## Set task:
Restate every line of the material, word for word.

## Material for the task:
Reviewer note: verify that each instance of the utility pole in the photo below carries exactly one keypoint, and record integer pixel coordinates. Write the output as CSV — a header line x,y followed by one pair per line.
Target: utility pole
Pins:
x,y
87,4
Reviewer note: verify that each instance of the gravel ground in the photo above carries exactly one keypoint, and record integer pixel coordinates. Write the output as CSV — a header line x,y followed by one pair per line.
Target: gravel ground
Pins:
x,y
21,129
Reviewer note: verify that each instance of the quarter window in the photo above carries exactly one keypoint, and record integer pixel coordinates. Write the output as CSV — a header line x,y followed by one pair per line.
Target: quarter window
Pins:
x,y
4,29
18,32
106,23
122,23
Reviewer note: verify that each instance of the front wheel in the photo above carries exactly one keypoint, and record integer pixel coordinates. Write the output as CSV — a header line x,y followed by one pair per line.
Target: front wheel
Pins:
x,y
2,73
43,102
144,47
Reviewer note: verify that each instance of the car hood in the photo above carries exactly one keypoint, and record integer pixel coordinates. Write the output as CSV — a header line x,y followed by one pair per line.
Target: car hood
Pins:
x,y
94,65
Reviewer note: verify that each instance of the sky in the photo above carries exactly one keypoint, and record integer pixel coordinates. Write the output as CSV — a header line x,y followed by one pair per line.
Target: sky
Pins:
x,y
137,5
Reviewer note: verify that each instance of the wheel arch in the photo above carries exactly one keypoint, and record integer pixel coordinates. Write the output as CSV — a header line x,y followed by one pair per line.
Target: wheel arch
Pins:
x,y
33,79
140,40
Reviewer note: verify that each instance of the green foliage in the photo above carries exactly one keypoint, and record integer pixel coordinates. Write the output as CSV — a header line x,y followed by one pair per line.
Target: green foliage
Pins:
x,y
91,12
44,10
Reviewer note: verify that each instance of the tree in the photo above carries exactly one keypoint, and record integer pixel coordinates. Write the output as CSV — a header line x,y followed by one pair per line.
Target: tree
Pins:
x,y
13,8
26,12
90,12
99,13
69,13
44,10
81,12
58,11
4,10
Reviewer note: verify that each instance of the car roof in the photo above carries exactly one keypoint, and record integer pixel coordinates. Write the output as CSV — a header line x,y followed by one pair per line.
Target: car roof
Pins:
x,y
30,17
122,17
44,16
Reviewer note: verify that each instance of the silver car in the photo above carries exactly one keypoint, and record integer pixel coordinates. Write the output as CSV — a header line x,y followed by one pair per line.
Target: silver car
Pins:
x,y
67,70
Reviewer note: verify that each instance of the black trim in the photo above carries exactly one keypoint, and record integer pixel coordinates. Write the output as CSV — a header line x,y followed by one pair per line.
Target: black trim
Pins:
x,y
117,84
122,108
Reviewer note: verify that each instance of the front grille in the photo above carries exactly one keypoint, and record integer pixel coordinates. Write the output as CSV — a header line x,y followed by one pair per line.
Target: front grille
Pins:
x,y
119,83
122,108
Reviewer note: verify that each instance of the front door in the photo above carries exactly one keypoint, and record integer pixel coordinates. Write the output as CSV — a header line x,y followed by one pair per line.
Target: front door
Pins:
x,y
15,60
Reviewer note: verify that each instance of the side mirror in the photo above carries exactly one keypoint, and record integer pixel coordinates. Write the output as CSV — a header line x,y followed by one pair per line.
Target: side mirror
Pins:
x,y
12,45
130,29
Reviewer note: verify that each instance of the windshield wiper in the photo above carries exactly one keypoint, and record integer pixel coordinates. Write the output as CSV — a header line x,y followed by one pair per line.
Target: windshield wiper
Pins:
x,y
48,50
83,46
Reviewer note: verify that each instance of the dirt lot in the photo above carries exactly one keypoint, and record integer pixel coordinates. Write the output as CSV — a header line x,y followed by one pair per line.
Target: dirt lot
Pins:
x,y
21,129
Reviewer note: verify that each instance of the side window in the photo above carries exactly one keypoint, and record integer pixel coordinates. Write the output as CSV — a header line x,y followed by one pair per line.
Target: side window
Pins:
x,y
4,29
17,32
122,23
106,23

## Written solution:
Reviewer note: verify that each instance of the utility pole in the photo below carries exactly one keypoint, and record integer pixel coordinates. Write the output as CSV — a header line x,y followed by one pair per line.
Target: utility pole
Pins:
x,y
87,4
Reviewer note: verify that each instance of the gravel ground in the photo above carries exactly one keypoint, and record integer pixel coordinates. Write the output as CSV — a header line x,y followed by one pair per line.
Target: gravel ground
Pins:
x,y
21,129
Reviewer note: verify that each instance of the quarter window in the photo above carries exactly one keypoint, and record integer pixel coordinates. Write the output as CSV — a header line x,y followed by one pair per line.
Target: quarter window
Pins:
x,y
4,29
18,32
106,23
122,23
Reviewer note: verify that each instance of the front wheel in the photo above carries exactly one keypoint, and record integer pixel coordinates. Write the output as CSV — a header line x,y followed by one pair per line.
Target: front wheel
Pins:
x,y
2,73
43,102
144,47
Reviewer note: verify that each instance of the car hood in the photo above carries exactly one keypoint, and record integer pixel coordinates. Write the output as CSV — a header line x,y followed by one pair per line.
Target: car hood
Pins:
x,y
94,65
Reviewer note: verify that each instance of the sky in the photo above carries exactly one keypoint, and record integer pixel coordinates. Write the output as CSV — a header line x,y followed by one pair per line.
Target: sky
Pins:
x,y
137,5
Reviewer note: verify that each instance of the wheel arch in the photo above carries exactly one keypoint, and record integer pixel coordinates. Write the output as CSV — a header line x,y followed by one pair per line.
Target: wheel arch
Pins:
x,y
33,79
140,40
Reviewer note: verify that each instance of the green foliage in the photo above carries exactly one keypoint, and record integer pixel coordinates. Write the output as CSV — a header line x,y followed by one pair per line.
Target: green foliage
Pins:
x,y
91,12
44,10
Reviewer note: verify that each instance of the tree in the photo above carries exactly one keypoint, and record integer pixel coordinates. Write the output as CSV — a header line x,y followed by one pair per line.
Target: tree
Pins:
x,y
13,8
26,12
90,12
99,13
69,13
44,10
81,12
58,11
4,10
Reviewer note: verify that each instance of the car roof in the photo above carries exactly one keypoint, and record integer pixel coordinates. Write the output as CSV — a header line x,y followed by one pair per line.
Target: car roof
Pins:
x,y
30,17
122,17
44,16
Reviewer note: verify that each instance of the silver car in the photo above carries exactly one keypoint, and record integer pixel coordinates. Write the output as CSV — a header line x,y followed by one pair per line.
Target: silver car
Pins:
x,y
67,70
Reviewer note: verify that each instance of the black trim in the photo above carries exactly one keypoint, and record integer pixel coordinates. Write the output as CSV — a header line x,y followed by one pair per line.
Target: black trim
Pins:
x,y
117,84
122,108
Reviewer note: verify that each instance of the front grille in the photo above carries exactly one keypoint, and record integer pixel coordinates. Write the output as CSV — a header line x,y followed by one pair per line.
Target: front grille
Pins:
x,y
119,83
122,108
Reviewer note: verify that each instance of the front door in the photo above carries exactly one keypoint, and record integer pixel coordinates. Write the output as CSV — a header line x,y followed by one pair per line.
Target: front door
Pins:
x,y
15,60
Reviewer note: verify that each instance of the side mirror in the photo above carries exactly one keypoint, and record integer pixel coordinates. Write the output as CSV — a header line x,y followed by one pair per line.
Target: side mirror
Pins:
x,y
12,45
130,29
Reviewer note: verify that each instance of the windshield wiper in the photo above carries exactly one keypoint, and record integer pixel coordinates. Write the output as CSV — a header line x,y followed by one pair per line.
Target: windshield wiper
Pins:
x,y
48,50
83,46
Reviewer note: verify that each instance of the dirt lot in the photo above carries exactly one keypoint, and record integer pixel coordinates. Write the output as CSV — a header line x,y followed by one pair per line.
Target: dirt lot
Pins:
x,y
21,129
Reviewer note: verify that each instance of the side window in the photo above carries exactly one keypoint, and record integer pixel coordinates. Write the output as CSV — a header line x,y followed by one pair per line.
Target: side window
Pins:
x,y
4,29
17,32
122,23
106,23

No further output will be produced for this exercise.